====== Data in this exercise

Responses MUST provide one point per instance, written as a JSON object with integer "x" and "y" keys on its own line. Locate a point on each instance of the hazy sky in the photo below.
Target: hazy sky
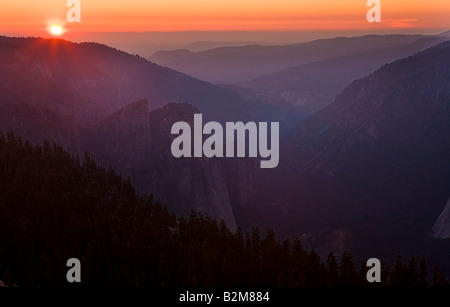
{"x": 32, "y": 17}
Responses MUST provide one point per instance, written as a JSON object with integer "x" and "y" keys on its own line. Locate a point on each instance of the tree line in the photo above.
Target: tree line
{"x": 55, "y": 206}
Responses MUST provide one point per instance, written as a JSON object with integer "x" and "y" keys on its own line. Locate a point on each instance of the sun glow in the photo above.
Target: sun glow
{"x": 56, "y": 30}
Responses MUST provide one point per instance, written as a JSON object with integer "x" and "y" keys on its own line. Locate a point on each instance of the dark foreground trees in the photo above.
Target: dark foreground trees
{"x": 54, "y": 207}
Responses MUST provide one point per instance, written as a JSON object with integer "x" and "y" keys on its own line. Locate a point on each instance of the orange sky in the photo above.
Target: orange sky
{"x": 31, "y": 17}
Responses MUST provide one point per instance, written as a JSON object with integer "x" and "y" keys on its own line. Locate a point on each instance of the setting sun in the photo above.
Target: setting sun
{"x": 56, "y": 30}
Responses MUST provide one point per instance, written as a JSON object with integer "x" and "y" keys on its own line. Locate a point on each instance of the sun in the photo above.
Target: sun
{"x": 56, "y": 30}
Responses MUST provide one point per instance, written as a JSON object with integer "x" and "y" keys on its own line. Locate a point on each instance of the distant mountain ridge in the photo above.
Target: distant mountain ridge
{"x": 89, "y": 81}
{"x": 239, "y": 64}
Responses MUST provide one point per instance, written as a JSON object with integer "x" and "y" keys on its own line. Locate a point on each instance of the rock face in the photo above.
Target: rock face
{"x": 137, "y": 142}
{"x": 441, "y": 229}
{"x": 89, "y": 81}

============

Exercise:
Exact copies of all the entries are needed; output them without the pictures.

Answer section:
Responses MUST provide one point per instance, written as a JSON object with integer "x" and "y" keys on its own line. Locate a point on each instance of the hazy sky in the photo below.
Target: hazy sky
{"x": 32, "y": 17}
Responses MUST provide one point per instance, written as a JSON object with integer "x" and "y" keys on its own line. Locate a point on each instance of the tree line in the photo above.
Target: tree line
{"x": 55, "y": 206}
Responses MUST provide one point per instance, written as a JSON object with integer "x" and "y" keys on its own line. Locate a point on each instance of the sun glow in the photo above.
Target: sun glow
{"x": 56, "y": 30}
Responses MUST provide one point per instance, written as a JSON object with integer "x" and "y" keys on its own line. Locate a point on each instance of the dark foreground trees in the photo above.
Target: dark foreground trees
{"x": 54, "y": 207}
Responses MUST provide one point per instance, written as a JSON object with integer "x" and "y" keys on its own line. Locate a point on each instance of the orange sky in the photo above.
Target: orange sky
{"x": 31, "y": 17}
Responses MUST provide one point per instance, written as a JSON object with integer "x" and "y" keys on its own line. Locate a point on each instance of the setting sun in the photo above.
Target: setting sun
{"x": 56, "y": 30}
Responses MUST provide one point per instance, written as a JSON object with integer "x" and "y" keys on its own line. Locate a point on each instance of the sun in the photo above.
Target: sun
{"x": 56, "y": 30}
Responses MUST provide one point per instance, written as a JSON object with integer "x" and "y" keys on its own line. Locate a point on each instance of the distant mountain ridge in the photo above.
Target: distant mountain ridge
{"x": 89, "y": 81}
{"x": 239, "y": 64}
Responses MUST provide one point per instance, written as a JSON object with integer "x" and "y" keys on its own line. Locate a point on each instance of the rock face in the photo above.
Target: rock face
{"x": 137, "y": 142}
{"x": 441, "y": 229}
{"x": 89, "y": 81}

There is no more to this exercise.